Extrait du texte:
--*--

La Tanzanie doit fournir des éléments de preuve pour étayer les accusations visant un dirigeant politique de l’opposition ou le libérer
Les autorités tanzaniennes doivent fournir dans les meilleurs délais des éléments de preuve à l’appui des accusations portées contre Freeman Mbowe, un dirigeant de l’opposition, ou bien le libérer, a déclaré Amnesty International, avant sa comparution devant un tribunal de Dar es Salaam jeudi 5 août. Le 3 août, la police a appréhendé plusieurs membres du Parti pour la démocratie et le développement (CHADEMA), une formation d’opposition, et un avocat, avant des manifestations prévues pour le 5 août afin de protester contre l’arrestation et le maintien prolongé en détention de Freeman Mbowe. Tout cela semble s’inscrire dans une répression croissante à l’égard de l’opposition politique.

--*--

Données fournies:
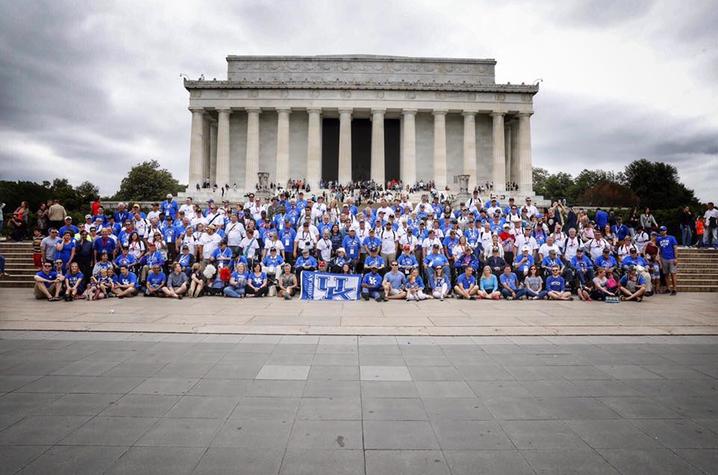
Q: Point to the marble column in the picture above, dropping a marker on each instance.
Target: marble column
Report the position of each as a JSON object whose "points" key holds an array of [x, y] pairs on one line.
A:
{"points": [[213, 153], [314, 149], [196, 167], [252, 163], [282, 147], [205, 147], [377, 146], [440, 149], [515, 162], [499, 166], [223, 177], [525, 178], [470, 147], [408, 157], [345, 146]]}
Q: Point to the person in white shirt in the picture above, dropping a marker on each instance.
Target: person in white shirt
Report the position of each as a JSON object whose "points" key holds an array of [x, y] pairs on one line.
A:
{"points": [[304, 239], [209, 241], [389, 239], [525, 240], [531, 210], [429, 242], [549, 245], [273, 242], [595, 246], [234, 232], [187, 207], [641, 239], [324, 246], [571, 244]]}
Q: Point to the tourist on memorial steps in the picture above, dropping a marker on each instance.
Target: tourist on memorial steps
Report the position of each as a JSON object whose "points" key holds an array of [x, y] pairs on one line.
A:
{"points": [[489, 285], [669, 261]]}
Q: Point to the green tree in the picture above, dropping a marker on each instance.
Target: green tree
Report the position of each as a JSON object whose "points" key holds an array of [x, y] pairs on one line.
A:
{"points": [[87, 192], [557, 186], [540, 175], [609, 194], [657, 185], [147, 182]]}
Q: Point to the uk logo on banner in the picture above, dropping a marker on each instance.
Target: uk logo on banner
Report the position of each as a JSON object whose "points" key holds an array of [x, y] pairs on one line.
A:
{"points": [[325, 286]]}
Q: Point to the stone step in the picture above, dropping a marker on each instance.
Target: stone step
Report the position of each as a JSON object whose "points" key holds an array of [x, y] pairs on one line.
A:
{"points": [[12, 283]]}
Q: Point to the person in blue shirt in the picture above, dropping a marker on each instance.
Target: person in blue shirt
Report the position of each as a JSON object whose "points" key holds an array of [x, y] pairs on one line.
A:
{"points": [[632, 286], [104, 243], [601, 218], [415, 287], [69, 227], [371, 241], [407, 260], [510, 285], [155, 281], [440, 284], [374, 259], [153, 257], [371, 286], [272, 263], [238, 282], [523, 262], [582, 268], [169, 206], [65, 250], [620, 229], [667, 252], [556, 286], [47, 285], [352, 246], [73, 283], [222, 256], [393, 282], [257, 284], [466, 284], [125, 283], [305, 262], [433, 259], [606, 260], [632, 260]]}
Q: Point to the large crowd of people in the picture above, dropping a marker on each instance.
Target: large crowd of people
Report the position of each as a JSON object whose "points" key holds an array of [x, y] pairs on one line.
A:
{"points": [[478, 249]]}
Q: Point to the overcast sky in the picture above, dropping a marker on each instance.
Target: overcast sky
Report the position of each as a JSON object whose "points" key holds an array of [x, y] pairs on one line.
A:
{"points": [[91, 88]]}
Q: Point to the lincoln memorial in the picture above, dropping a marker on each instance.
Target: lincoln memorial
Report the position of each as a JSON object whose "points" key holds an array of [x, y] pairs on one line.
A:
{"points": [[360, 117]]}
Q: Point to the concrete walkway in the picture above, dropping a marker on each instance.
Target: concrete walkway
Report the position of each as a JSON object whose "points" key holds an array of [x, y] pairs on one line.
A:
{"points": [[108, 403], [684, 314]]}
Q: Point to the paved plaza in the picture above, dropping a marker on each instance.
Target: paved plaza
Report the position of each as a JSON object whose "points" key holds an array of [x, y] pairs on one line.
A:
{"points": [[267, 404], [684, 314]]}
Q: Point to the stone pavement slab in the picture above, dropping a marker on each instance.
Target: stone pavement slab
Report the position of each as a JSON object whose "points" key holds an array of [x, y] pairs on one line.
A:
{"points": [[684, 314]]}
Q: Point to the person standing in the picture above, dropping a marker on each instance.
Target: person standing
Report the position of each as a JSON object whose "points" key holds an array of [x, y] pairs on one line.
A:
{"points": [[667, 252], [710, 221], [56, 214], [686, 220]]}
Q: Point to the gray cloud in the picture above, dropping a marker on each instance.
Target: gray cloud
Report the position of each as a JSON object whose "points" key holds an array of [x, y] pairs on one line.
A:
{"points": [[90, 89]]}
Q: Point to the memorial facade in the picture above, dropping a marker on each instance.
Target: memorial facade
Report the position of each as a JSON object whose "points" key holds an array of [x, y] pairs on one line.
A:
{"points": [[352, 118]]}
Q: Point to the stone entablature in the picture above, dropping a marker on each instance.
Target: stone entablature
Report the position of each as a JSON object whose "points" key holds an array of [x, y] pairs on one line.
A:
{"points": [[360, 69]]}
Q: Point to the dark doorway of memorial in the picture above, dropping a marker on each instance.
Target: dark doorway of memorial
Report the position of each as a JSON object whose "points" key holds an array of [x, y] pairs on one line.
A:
{"points": [[361, 149], [392, 147], [330, 149]]}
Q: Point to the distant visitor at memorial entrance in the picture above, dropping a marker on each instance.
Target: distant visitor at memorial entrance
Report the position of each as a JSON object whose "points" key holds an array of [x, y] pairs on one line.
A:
{"points": [[356, 118]]}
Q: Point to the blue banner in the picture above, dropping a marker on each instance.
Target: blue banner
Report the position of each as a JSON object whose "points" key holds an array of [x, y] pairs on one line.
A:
{"points": [[326, 286]]}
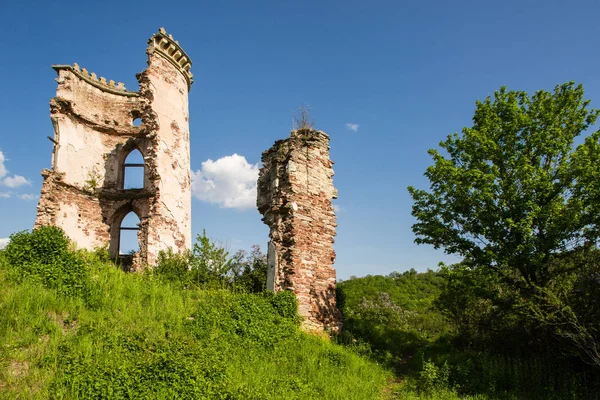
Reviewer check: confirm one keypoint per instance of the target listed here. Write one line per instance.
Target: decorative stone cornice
(169, 48)
(91, 78)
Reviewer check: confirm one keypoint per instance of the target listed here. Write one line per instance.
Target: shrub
(43, 255)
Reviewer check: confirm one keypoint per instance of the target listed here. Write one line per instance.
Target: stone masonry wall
(295, 189)
(83, 192)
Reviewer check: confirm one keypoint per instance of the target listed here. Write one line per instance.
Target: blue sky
(403, 74)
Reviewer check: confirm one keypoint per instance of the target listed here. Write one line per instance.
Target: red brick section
(295, 189)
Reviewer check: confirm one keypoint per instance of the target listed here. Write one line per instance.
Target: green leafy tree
(513, 192)
(517, 196)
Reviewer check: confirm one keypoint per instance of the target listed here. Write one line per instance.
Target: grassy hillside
(74, 326)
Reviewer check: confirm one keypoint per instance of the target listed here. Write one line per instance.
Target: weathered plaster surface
(295, 189)
(93, 134)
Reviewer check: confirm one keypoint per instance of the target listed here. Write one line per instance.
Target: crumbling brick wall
(295, 189)
(84, 193)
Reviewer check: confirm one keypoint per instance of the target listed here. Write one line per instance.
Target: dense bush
(43, 255)
(156, 339)
(208, 265)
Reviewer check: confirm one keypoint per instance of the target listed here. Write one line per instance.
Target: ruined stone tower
(95, 130)
(295, 189)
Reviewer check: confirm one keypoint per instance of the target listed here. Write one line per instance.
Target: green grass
(134, 336)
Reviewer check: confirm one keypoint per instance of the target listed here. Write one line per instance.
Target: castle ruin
(295, 189)
(97, 126)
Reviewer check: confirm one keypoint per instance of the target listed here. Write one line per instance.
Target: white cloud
(3, 170)
(10, 181)
(15, 181)
(27, 196)
(352, 127)
(229, 181)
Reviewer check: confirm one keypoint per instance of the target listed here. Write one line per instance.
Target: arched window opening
(133, 171)
(128, 235)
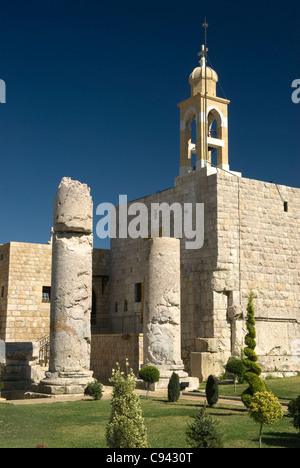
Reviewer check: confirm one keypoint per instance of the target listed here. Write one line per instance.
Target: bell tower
(208, 114)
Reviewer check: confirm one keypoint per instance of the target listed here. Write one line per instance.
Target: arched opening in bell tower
(215, 141)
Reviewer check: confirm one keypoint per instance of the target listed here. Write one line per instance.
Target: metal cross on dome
(204, 50)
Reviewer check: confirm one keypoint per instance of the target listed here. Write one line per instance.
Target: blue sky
(93, 87)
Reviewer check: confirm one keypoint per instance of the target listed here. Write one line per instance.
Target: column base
(64, 383)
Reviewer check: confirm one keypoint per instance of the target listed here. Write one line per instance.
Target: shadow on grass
(281, 439)
(181, 403)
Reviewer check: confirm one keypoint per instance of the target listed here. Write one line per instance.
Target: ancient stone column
(71, 290)
(162, 323)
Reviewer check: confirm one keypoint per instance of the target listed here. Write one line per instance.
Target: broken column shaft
(71, 293)
(162, 323)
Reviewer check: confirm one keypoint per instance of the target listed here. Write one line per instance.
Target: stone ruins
(152, 300)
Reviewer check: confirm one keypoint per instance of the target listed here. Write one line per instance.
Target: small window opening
(46, 295)
(138, 292)
(94, 309)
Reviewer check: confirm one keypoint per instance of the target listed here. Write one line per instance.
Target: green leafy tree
(126, 428)
(149, 374)
(204, 432)
(237, 368)
(174, 388)
(265, 409)
(253, 370)
(212, 390)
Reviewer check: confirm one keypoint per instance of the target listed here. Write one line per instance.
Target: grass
(82, 425)
(284, 389)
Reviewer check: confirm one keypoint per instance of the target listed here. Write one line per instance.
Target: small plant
(237, 368)
(149, 374)
(126, 428)
(1, 384)
(265, 409)
(204, 432)
(294, 412)
(212, 390)
(95, 390)
(174, 388)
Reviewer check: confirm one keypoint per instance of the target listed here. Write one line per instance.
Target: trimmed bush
(253, 370)
(294, 412)
(95, 390)
(1, 384)
(174, 388)
(204, 432)
(265, 409)
(126, 428)
(212, 390)
(149, 374)
(237, 368)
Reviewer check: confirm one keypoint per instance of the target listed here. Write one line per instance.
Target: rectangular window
(138, 292)
(46, 296)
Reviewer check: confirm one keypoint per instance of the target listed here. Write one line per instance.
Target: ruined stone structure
(71, 304)
(142, 286)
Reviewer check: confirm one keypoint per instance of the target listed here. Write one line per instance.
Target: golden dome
(199, 74)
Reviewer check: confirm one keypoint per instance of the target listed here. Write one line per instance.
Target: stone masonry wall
(4, 268)
(258, 249)
(251, 242)
(107, 350)
(29, 270)
(129, 266)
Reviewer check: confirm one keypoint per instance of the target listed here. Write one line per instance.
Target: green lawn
(284, 389)
(82, 425)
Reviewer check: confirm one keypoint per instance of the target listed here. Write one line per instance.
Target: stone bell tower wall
(251, 241)
(258, 248)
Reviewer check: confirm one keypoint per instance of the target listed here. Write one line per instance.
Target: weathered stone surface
(162, 330)
(70, 327)
(73, 207)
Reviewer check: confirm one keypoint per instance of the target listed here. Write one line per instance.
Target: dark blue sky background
(93, 87)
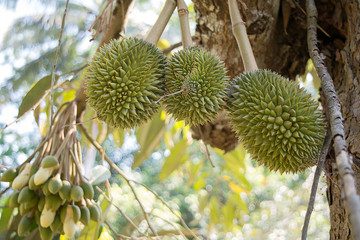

--*--

Consignes:
**a)** Recopiez mot pour mot le passage du texte sur Freeman Mbowe qui commence aux mots « La Tanzanie doit » et s'arrête après les mots « de l’opposition politique. ».
**b)** Traduisez en anglais la phrase suivante, tirée du texte sur Freeman Mbowe : « Tout cela semble s’inscrire dans une répression croissante à l’égard de l’opposition politique. »
Les entrées n'ont aucun rapport avec le texte sur Freeman Mbowe.

Réponses:
**a)**
La Tanzanie doit fournir des éléments de preuve pour étayer les accusations visant un dirigeant politique de l’opposition ou le libérer
Les autorités tanzaniennes doivent fournir dans les meilleurs délais des éléments de preuve à l’appui des accusations portées contre Freeman Mbowe, un dirigeant de l’opposition, ou bien le libérer, a déclaré Amnesty International, avant sa comparution devant un tribunal de Dar es Salaam jeudi 5 août. Le 3 août, la police a appréhendé plusieurs membres du Parti pour la démocratie et le développement (CHADEMA), une formation d’opposition, et un avocat, avant des manifestations prévues pour le 5 août afin de protester contre l’arrestation et le maintien prolongé en détention de Freeman Mbowe. Tout cela semble s’inscrire dans une répression croissante à l’égard de l’opposition politique.

**b)** All of this appears to be part of a growing crackdown on the political opposition.